WORK ITEM A: In the article on river swimmability standards, what figure defines the Government's swimmable standard?
WORK ITEM B: Please say whether each statement agrees with the article on river swimmability standards, answering yes or no and quoting the deciding words: (i) Monitoring of the Wakapuaka River at Paremata Flats began in 2008. (ii) The council attributes the elevated bacteria at Paremata Flats only to wildfowl. (iii) The swimmable goal is estimated to cost $2 billion over the next 23 years.

TEXT UNDER STUDY:
<<<<
Nelson Labour candidate Rachel Boyack also suggested that there were rivers that had failed the Nelson City Council’s own reporting standards for safety but came up ‘‘fair’’ under the Government’s new standards. The Wakapuaka River at Paremata Flats near Cable Bay was last year classified as ‘‘very poor’’ due to five incidences of elevated bacteria counts measured during the 2015/2016 summer monitoring of the river.
Monitoring of the river there started in 2008 but has had a ‘‘very poor’’ or ‘‘poor grade’’ since then.
‘‘The elevated bacteria are from livestock, with unrestricted access to waterways and also from numerous wildfowl that congregate on the flats,’’ the council says. It says that people should not swim there. So why the discrepancy? How can a river at once have ‘‘fair swimmability’’ and then then also have ‘‘very poor’’ swimmability?
The issue is that the Government’s swimmable standard now has a number to define it – 540 E coli per 100 millilitres of water. If a river meets that standard 80 or more per cent of the time, it gets a fair, good or excellent marking. If it doesn’t, it gets an ‘‘intermittent’’ or ‘‘poor’’ rating.
The Ministry of Health says that if you swim in a river that has 540 E coli per 100 millilitres of water then you have a one in 20 chance of getting sick. Critics have said this an unacceptable level of risk.
To be considered ‘‘fair’’ under the new rules the estimated risk of Campylobacter infection (resulting from E Coli) should be less than 1 in 1000. And 10-20 per cent of the time, the estimated risk of Campylobacter infection is less than 50 in 1000.
However, Smith says most most rivers, especially in the Nelson region, do not cross that threshold very often and when they do it is usually after a high rain event.
He told the Cawthron audience that it was very unlikely that a family would want to go swimming in a river that was in flood, not just because the bacteria risk was higher but because the it was simply dangerous to swim in.
‘‘Even our cleanest rivers breach swimming water quality standards during storms,’’ he said.
So swimmability really means the probability of getting sick.
Hence Paremata Flats. The likelihood of getting sick there was one in 20 for only five days over the 2015/16 period. This was the council’s time span of measurement. On the ministry website however, it uses a different time frame – from this past December – which means it only breached the E Coli level three times, which represents an acceptable level of risk according to the new standards.
The swimmable goal is estimated to cost the Government, farmers and councils $2 billion over the next 23 years.
Smith has used the word ‘‘practical’’ to describe the goal. It isn’t practical, he said last year to include every river in the entire country.
If it were it would include 10 times more rivers and lakes, the cost of cleaning up all of them would likely exceed 10 times $2 billion.
But also the measure it has used, E Coli, represents only one way to measure a waterbody’s health.
Some rivers that have technically fallen under the ‘‘swimmable’’ rating are actually ‘‘unswimmable’’ for different reasons.
Some have toxic algal blooms fuelled by dry conditions and nitrogen levels and others because they don’t have any water in them. However, there isn’t any E Coli in them so it passes the Government’s test.
All of this has led to a confused and haphazard explanations of the new plan. Some critics, like Forest and Bird’s Kevin Hague, have said the goal not only misrepresents the state of our waterways but will lead to an overall decline in their health.
But Rachel Boyack believes she has a simple test of Smith’s goal. ‘‘If Nick Smith truly stands by his analysis of the health of New Zealand’s rivers and believes that the Wakapuaka River is ‘swimmable’ at Paremata Flats, then he should back up his analysis by taking a dip in the river.’’
By the ministry’s analysis though, the probability of him getting sick is still reasonably low. But there is only one way to be sure.
>>>>
DATASET CONTENT:
<<<<
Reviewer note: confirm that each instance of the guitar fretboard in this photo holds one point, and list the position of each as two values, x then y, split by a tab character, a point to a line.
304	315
>>>>
RESPONSE AREA A: 540 E coli per 100 millilitres of water.

RESPONSE AREA B:
(i) Yes: "Monitoring of the river there started in 2008"
(ii) No: "The elevated bacteria are from livestock, with unrestricted access to waterways and also from numerous wildfowl that congregate on the flats"
(iii) Yes: "The swimmable goal is estimated to cost the Government, farmers and councils $2 billion over the next 23 years."